*AIM OF THE TASK*: Return each of the rows below unchanged, line for line.

[Named-object pointing records]
--------------------------------------------------

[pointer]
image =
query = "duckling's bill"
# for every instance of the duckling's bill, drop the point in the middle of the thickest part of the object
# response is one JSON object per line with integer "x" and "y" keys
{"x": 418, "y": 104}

--------------------------------------------------

*EXERCISE SOLUTION*:
[pointer]
image =
query = "duckling's bill"
# for every instance of the duckling's bill, drop the point in the middle of the thickest part of the object
# response is one JSON object per line with integer "x" and "y" keys
{"x": 418, "y": 104}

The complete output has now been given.